## Records for this task
* * * * * * * * *
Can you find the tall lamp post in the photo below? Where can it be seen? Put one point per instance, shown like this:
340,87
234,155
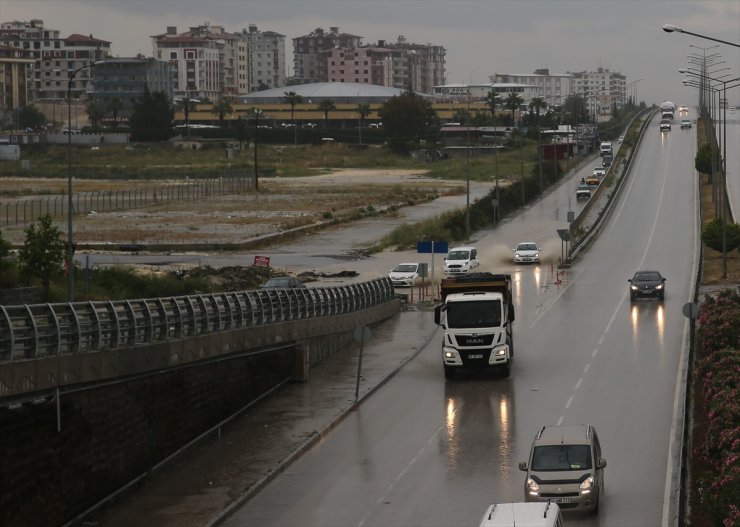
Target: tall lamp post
723,167
257,113
70,244
670,28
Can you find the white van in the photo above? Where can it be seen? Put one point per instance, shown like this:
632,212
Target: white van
460,260
522,515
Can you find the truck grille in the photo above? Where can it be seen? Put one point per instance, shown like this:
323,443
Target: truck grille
474,340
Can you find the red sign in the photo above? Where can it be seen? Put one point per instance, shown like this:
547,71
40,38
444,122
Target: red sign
262,261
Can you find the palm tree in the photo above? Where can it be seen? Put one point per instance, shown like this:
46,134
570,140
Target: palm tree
364,111
513,102
186,104
113,107
491,101
326,106
222,108
537,104
293,98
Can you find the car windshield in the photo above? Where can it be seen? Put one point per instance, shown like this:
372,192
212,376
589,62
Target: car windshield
458,255
647,277
561,457
485,314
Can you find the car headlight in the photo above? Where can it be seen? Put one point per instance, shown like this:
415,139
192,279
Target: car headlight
587,484
532,486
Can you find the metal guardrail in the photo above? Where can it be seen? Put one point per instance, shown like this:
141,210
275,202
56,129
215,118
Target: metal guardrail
48,330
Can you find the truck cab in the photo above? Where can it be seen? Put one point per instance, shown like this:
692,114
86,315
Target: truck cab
477,315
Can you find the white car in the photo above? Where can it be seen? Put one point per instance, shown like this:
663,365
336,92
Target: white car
527,252
460,260
407,274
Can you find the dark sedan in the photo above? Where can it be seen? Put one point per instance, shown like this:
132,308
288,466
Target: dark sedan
647,284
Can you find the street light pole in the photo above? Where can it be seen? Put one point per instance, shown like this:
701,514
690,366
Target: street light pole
70,239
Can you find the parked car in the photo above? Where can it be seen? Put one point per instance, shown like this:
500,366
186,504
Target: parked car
527,252
583,191
461,260
285,282
647,283
565,467
408,274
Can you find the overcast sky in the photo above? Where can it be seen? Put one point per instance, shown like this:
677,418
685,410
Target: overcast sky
481,37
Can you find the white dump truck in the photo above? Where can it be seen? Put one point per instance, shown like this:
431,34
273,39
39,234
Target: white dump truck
477,314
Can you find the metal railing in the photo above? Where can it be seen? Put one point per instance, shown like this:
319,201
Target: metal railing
29,209
48,330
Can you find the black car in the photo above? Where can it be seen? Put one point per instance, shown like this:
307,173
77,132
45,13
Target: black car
647,283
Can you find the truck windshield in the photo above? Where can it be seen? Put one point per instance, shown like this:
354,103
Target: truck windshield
485,314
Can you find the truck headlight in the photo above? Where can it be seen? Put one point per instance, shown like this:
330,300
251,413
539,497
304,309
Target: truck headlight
587,485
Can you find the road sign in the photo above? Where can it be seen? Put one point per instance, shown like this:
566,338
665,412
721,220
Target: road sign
432,247
261,261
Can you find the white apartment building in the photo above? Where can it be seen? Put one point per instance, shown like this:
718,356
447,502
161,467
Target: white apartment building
57,58
266,58
553,88
196,62
602,89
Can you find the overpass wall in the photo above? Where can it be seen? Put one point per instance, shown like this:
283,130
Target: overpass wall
65,452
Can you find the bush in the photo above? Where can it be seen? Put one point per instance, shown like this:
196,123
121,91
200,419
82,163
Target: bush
711,235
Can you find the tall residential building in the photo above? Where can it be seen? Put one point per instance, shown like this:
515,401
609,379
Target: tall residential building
195,57
602,89
57,58
554,88
308,57
125,79
15,65
266,58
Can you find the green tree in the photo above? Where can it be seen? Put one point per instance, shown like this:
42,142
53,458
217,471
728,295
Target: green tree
152,117
326,106
222,108
513,102
187,104
30,117
407,118
94,113
492,100
42,253
114,107
711,235
703,159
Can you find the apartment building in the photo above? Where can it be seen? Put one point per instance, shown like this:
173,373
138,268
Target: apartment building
* * * * * * * * *
Above are records to transcribe exactly; leave their pictures out.

## The answer
Can you find the tall lamp post in the photo below? Where can it be seen? Put one point per instance, shown like this:
340,87
234,155
Target: tall lamp post
723,167
257,113
70,244
670,28
Can you find the white van in the photo above? Where can it be seen? Put one point per instance, shown like this:
632,212
Target: white van
460,260
522,515
Can you find the truck grille in the photo above? Where can it be seen? Put one point per instance, shown like this:
323,443
Target: truck grille
474,340
Can you find the red sign in the photo above? Where can it be seen? Put one point per instance, shown like this:
547,71
40,38
444,122
Target: red sign
262,261
Can you find the palm tree in the photo above? Where can it be seen? Put one point per instance, shown like this:
46,134
570,140
Target: palm tree
364,111
513,102
186,104
113,107
491,101
326,106
222,108
537,104
293,98
Can you find the car windshield in the photo above? Where can it be seen? Put one point per instance, shown like this:
372,192
212,376
589,62
Target: car windshield
458,255
647,277
561,457
485,314
Can you find the car headlight in the photo above? Where can it be seen? Put one point per instance, shown like this:
415,139
192,279
Target: car headlight
587,484
532,486
Can you find the metal guardrail in the photo above? Where can it be seen? Put one point per instance, shown like this:
141,210
275,202
56,129
215,118
Target: metal guardrail
48,330
Can you find the truck cab in the photo above? Where can it be seen? Put one point per instance, shown like this:
692,114
86,315
Target: truck cab
477,315
Can you find the white car in the photo above? Where can it be seen? Put one point per instance, shown like this:
663,365
336,92
Target: white car
527,252
460,260
407,274
Can you find the dark sedan in the photo above? Where can it be seen? Put one point per instance, shown like this:
132,308
288,466
Target: dark sedan
647,284
Can you find the street light pole in the photo above? Where can it be seen? Put one point per instance, shown like this:
701,514
690,366
Target: street light pole
70,239
Can you find the parked car in the photo above? Where can it be seen? Put one point per instance, shown like this:
500,366
186,504
Target: parked car
527,252
583,191
461,260
285,282
647,283
565,467
408,274
Can you find the overcast sky in the photo above? Where can it be seen? Put one point per instance, shown like this:
677,418
685,410
Target: overcast sky
481,37
Can you find the white dump truck in the photo above? Where can it be seen? Put one point per instance, shown like this:
431,34
273,39
39,234
Target: white dump truck
477,314
Can you find the metal railing in the photo above? Where can it be seen? Put one point per instance, shown like this:
319,201
Target: metal railing
29,209
48,330
Can you find the black car in the photo above? Where can it be seen? Put one point per instance, shown like this:
307,173
77,132
45,13
Target: black car
647,283
Can you find the truck windshield in the photo above? Where can it be seen? Put one point per instance, shown like this:
354,103
Target: truck windshield
485,314
Can you find the truck headlight in the photo above? Where can it be seen? Put one point per instance, shown like this:
330,300
251,413
539,497
304,309
Target: truck headlight
587,485
Can you find the road sign in the photo above? Where can it be seen? Put one point per instance, shown like this:
566,338
665,412
721,220
Target: road sign
432,247
261,261
Can you find the white apartment building in the photo above? Where can it be seen? Put one point per instance, shown like this:
718,356
447,502
161,467
Target: white apartment building
57,58
266,58
553,88
196,62
602,89
Can you find the overpass wall in the photo above? Where can it be seen? Put one point per instance, shown like this:
283,130
Target: overpass wall
65,452
Can you find the bush in the photo above? Where can it be seen? Put one point per instance, shown like this:
196,123
121,91
200,419
82,163
Target: bush
711,235
Can you find the tall residential building in the photo above? Where can it be seen? Put one point per instance, shown like this:
515,401
609,379
Target: tall residential building
195,57
602,89
57,58
554,88
308,57
125,79
15,65
266,58
Can you find the green tree in the photo above? Where can it be seen? Put one point per instance, shown like this:
42,142
53,458
217,471
728,295
Target: green tree
152,117
326,106
222,108
513,102
187,104
30,117
407,118
94,113
492,100
42,253
114,107
711,235
703,159
Can you find the apartment building in the photo above? Where can it be seen? Put one point per instance, shown like this:
173,373
138,268
Target: apartment building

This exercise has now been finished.